__Goal of the exercise__. Render all the lines below as a Markdown table with the columns Row and Line. Row holds the row number and Line holds the line itself. Leave out any blank lines.

[Items drawn from a data source]
========

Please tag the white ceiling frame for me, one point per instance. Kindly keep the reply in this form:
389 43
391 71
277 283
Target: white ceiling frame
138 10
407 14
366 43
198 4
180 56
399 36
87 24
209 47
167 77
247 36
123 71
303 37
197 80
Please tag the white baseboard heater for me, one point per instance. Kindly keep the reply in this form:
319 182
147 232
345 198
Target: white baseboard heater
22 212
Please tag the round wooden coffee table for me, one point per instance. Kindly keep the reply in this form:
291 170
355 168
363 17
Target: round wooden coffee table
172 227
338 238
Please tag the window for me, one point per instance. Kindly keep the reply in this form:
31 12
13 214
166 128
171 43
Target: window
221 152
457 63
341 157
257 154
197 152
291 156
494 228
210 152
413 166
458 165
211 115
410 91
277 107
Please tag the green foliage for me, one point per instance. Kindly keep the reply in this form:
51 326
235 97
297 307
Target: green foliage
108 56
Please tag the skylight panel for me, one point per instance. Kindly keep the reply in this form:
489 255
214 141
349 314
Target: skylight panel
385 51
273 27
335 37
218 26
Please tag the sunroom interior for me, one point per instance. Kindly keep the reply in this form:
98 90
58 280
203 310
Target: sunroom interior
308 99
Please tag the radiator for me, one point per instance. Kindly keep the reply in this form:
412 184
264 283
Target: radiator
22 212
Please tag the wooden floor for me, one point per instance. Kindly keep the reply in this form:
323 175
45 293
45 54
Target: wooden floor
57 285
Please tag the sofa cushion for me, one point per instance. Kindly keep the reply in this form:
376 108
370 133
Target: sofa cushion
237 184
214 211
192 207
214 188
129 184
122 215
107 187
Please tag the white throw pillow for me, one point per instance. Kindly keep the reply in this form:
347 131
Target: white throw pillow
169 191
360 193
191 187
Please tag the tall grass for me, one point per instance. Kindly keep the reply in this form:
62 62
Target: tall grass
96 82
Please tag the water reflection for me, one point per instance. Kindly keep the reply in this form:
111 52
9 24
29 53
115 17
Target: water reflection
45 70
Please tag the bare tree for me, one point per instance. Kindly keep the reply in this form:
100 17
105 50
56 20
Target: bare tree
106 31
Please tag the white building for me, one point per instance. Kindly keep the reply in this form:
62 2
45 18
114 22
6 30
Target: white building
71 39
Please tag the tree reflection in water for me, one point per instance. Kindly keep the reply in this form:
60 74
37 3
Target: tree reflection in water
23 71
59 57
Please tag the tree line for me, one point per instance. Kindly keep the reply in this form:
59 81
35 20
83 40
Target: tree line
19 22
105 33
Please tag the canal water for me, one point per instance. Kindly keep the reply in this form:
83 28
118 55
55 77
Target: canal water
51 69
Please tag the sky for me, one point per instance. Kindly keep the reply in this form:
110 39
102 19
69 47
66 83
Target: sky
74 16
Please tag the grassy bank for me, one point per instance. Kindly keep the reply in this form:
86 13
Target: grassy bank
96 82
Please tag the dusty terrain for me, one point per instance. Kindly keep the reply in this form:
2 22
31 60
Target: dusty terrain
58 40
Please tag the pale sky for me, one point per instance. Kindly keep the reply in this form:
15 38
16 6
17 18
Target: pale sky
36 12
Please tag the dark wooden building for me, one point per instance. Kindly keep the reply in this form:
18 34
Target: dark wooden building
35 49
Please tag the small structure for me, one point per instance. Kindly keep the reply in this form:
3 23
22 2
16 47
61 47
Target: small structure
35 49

========

__The completed task__.
| Row | Line |
|---|---|
| 1 | Please tag the white ceiling frame for me, one point per instance. Kindly keep the reply in this form: |
| 2 | 389 43 |
| 3 | 391 71 |
| 4 | 277 283 |
| 5 | Target: white ceiling frame |
| 6 | 138 10 |
| 7 | 407 14 |
| 8 | 366 43 |
| 9 | 198 4 |
| 10 | 180 56 |
| 11 | 399 36 |
| 12 | 87 24 |
| 13 | 209 47 |
| 14 | 167 77 |
| 15 | 247 36 |
| 16 | 123 71 |
| 17 | 303 37 |
| 18 | 197 80 |
| 19 | Please tag the white baseboard heater for me, one point per instance. Kindly keep the reply in this form: |
| 20 | 319 182 |
| 21 | 147 232 |
| 22 | 345 198 |
| 23 | Target: white baseboard heater |
| 24 | 22 212 |
| 25 | Please tag the round wooden coffee table for me, one point per instance. Kindly keep the reply in this form: |
| 26 | 291 170 |
| 27 | 355 168 |
| 28 | 363 17 |
| 29 | Target: round wooden coffee table |
| 30 | 172 227 |
| 31 | 338 238 |
| 32 | Please tag the window for me, one point per instance. Kindly keep the reply in this form: |
| 33 | 31 12 |
| 34 | 13 214 |
| 35 | 166 128 |
| 36 | 171 43 |
| 37 | Target: window |
| 38 | 221 152 |
| 39 | 457 63 |
| 40 | 341 157 |
| 41 | 257 154 |
| 42 | 197 152 |
| 43 | 291 156 |
| 44 | 494 228 |
| 45 | 210 152 |
| 46 | 413 166 |
| 47 | 458 165 |
| 48 | 211 115 |
| 49 | 410 91 |
| 50 | 277 107 |
| 51 | Please tag the green foliage for me, one point per instance. Kindly keep the reply in this form: |
| 52 | 51 326 |
| 53 | 235 97 |
| 54 | 297 307 |
| 55 | Target: green foliage |
| 56 | 108 56 |
| 57 | Please tag the skylight panel for me, one point per instance. Kindly keep the reply in this form: |
| 58 | 489 255 |
| 59 | 214 141 |
| 60 | 349 314 |
| 61 | Target: skylight panel |
| 62 | 385 51 |
| 63 | 273 27 |
| 64 | 335 37 |
| 65 | 218 26 |
| 66 | Please tag the sunroom interior for me, one point per instance. Kindly keep the reply in this form: |
| 67 | 98 90 |
| 68 | 58 280 |
| 69 | 203 310 |
| 70 | Target: sunroom interior |
| 71 | 308 99 |
| 72 | Please tag the radiator for me, one point per instance. Kindly keep the reply in this form: |
| 73 | 412 184 |
| 74 | 264 283 |
| 75 | Target: radiator |
| 76 | 22 212 |
| 77 | Please tag the wooden floor for me, one point per instance. Kindly keep the reply in this form: |
| 78 | 323 175 |
| 79 | 45 293 |
| 80 | 45 54 |
| 81 | Target: wooden floor |
| 82 | 57 285 |
| 83 | Please tag the sofa cushion for me, one point per instance. Kindly keep the reply in this form: |
| 84 | 376 108 |
| 85 | 370 133 |
| 86 | Target: sofa cushion |
| 87 | 237 184 |
| 88 | 214 211 |
| 89 | 192 207 |
| 90 | 214 188 |
| 91 | 129 184 |
| 92 | 122 215 |
| 93 | 107 187 |
| 94 | Please tag the white throw pillow for me, one point per instance. Kindly keep the reply in this form: |
| 95 | 347 131 |
| 96 | Target: white throw pillow |
| 97 | 169 191 |
| 98 | 360 193 |
| 99 | 191 187 |
| 100 | Please tag the tall grass for me, one point per instance. Kindly keep the reply in this form: |
| 101 | 62 62 |
| 102 | Target: tall grass |
| 103 | 96 82 |
| 104 | Please tag the water reflection for me, one point per instance. Kindly keep the reply in this form: |
| 105 | 111 52 |
| 106 | 9 24 |
| 107 | 29 53 |
| 108 | 115 17 |
| 109 | Target: water reflection |
| 110 | 45 70 |
| 111 | Please tag the bare tree for me, one point per instance. Kindly keep the reply in this form: |
| 112 | 100 17 |
| 113 | 105 50 |
| 114 | 56 20 |
| 115 | Target: bare tree |
| 116 | 106 31 |
| 117 | Please tag the white building for me, one point per instance. Kindly keep the reply in this form: |
| 118 | 62 2 |
| 119 | 45 18 |
| 120 | 114 22 |
| 121 | 6 30 |
| 122 | Target: white building |
| 123 | 71 39 |
| 124 | Please tag the tree reflection in water for me, one point per instance. Kindly keep the reply in this form: |
| 125 | 60 74 |
| 126 | 37 3 |
| 127 | Target: tree reflection in water |
| 128 | 23 71 |
| 129 | 59 57 |
| 130 | Please tag the tree line for me, one point per instance. Kindly keep the reply in this form: |
| 131 | 59 81 |
| 132 | 35 20 |
| 133 | 83 40 |
| 134 | Target: tree line |
| 135 | 19 22 |
| 136 | 105 33 |
| 137 | Please tag the canal water for me, one point per instance. Kindly keep the reply in this form: |
| 138 | 83 28 |
| 139 | 118 55 |
| 140 | 55 77 |
| 141 | Target: canal water |
| 142 | 51 69 |
| 143 | Please tag the sky for me, one point per instance. Kindly keep the reply in this form: |
| 144 | 110 39 |
| 145 | 102 19 |
| 146 | 69 47 |
| 147 | 66 83 |
| 148 | Target: sky |
| 149 | 74 16 |
| 150 | Please tag the grassy bank for me, one point per instance. Kindly keep the reply in this form: |
| 151 | 86 13 |
| 152 | Target: grassy bank |
| 153 | 96 82 |
| 154 | Please tag the dusty terrain for me, one point per instance. Kindly keep the reply in this form: |
| 155 | 2 22 |
| 156 | 31 60 |
| 157 | Target: dusty terrain |
| 158 | 58 40 |
| 159 | Please tag the pale sky for me, one point per instance. Kindly keep the reply in this form: |
| 160 | 15 38 |
| 161 | 16 6 |
| 162 | 17 18 |
| 163 | Target: pale sky |
| 164 | 36 12 |
| 165 | Please tag the dark wooden building for me, one point per instance. Kindly keep the reply in this form: |
| 166 | 18 34 |
| 167 | Target: dark wooden building |
| 168 | 35 49 |
| 169 | Please tag the small structure for me, one point per instance. Kindly keep the reply in this form: |
| 170 | 3 23 |
| 171 | 22 2 |
| 172 | 16 47 |
| 173 | 61 47 |
| 174 | Target: small structure |
| 175 | 35 49 |